(Saved entries)
------

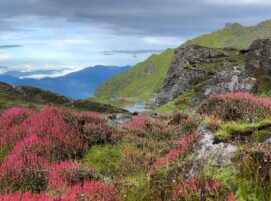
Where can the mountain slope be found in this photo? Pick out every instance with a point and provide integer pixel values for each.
(140, 82)
(31, 97)
(77, 85)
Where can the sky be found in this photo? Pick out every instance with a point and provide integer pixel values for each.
(73, 34)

------

● Task item
Could the entries above be written out word for word, with no pictures?

● Response
Where can the mountain slope be found in this photo? Pick out every instance with a point and provide integer pixel values for each.
(140, 82)
(31, 97)
(77, 85)
Where can the sky be found in this photo? Pick out every instance with a point and provide integer pixel values for each.
(73, 34)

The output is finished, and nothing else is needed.